• **Description of the task**: The expected result is every line of the records, printed exactly.

• **Records for this task**:
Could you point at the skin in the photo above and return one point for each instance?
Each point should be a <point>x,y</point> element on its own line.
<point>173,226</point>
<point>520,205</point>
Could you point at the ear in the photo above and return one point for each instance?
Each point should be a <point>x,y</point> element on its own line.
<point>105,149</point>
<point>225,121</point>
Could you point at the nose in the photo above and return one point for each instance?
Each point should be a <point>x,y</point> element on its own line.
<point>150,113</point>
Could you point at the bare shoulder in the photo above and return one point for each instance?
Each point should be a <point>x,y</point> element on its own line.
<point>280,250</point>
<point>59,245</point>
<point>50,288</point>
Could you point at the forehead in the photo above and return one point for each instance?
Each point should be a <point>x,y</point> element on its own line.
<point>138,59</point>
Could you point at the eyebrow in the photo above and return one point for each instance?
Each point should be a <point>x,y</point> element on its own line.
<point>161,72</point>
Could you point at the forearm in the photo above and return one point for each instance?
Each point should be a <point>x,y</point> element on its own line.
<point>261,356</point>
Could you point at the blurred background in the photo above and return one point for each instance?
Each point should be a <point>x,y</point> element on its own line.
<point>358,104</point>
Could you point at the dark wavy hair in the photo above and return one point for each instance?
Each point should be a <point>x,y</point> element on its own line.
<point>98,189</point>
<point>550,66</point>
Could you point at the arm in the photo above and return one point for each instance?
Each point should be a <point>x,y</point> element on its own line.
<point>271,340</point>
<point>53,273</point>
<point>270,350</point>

• **Answer to this problem**:
Could you point at the skin in the photo above and return one point for each instance?
Each point should be a <point>x,y</point> element on its own line.
<point>173,226</point>
<point>520,205</point>
Could you point at the ear in the photo above and return one point for each instance?
Each point should be a <point>x,y</point> element on its own line.
<point>105,149</point>
<point>225,121</point>
Could you point at the nose in the photo above and return one point for each instance?
Each point should be a <point>x,y</point> element on its own line.
<point>150,113</point>
Could you point at the bare shoulder in the photo above and return one point for each instance?
Each point should be a <point>x,y</point> element on its own line.
<point>280,250</point>
<point>59,245</point>
<point>50,288</point>
Could you point at the forehead in the photo above and return one point for each instance?
Each point should be a <point>x,y</point> element on its own line.
<point>138,59</point>
Could you point at the eyebrow in the photo above and return one point for each instance?
Each point should be a <point>x,y</point> element on its own line.
<point>161,72</point>
Could you point at the forearm in the photo above and return one point for each instance?
Each point should be a <point>x,y</point> element on its own line.
<point>261,356</point>
Could you point at the blurred background in the photo above and return one point for each instance?
Each point should be a <point>x,y</point> element on its own line.
<point>358,104</point>
Could you point at the dark wavy hair in the photo above and return one point for each instance?
Each point should be a <point>x,y</point> element on its own line.
<point>98,189</point>
<point>550,66</point>
Could you point at the arm in the photo above and return one point for each instance?
Each point should be a <point>x,y</point> element on its own line.
<point>271,340</point>
<point>53,273</point>
<point>270,350</point>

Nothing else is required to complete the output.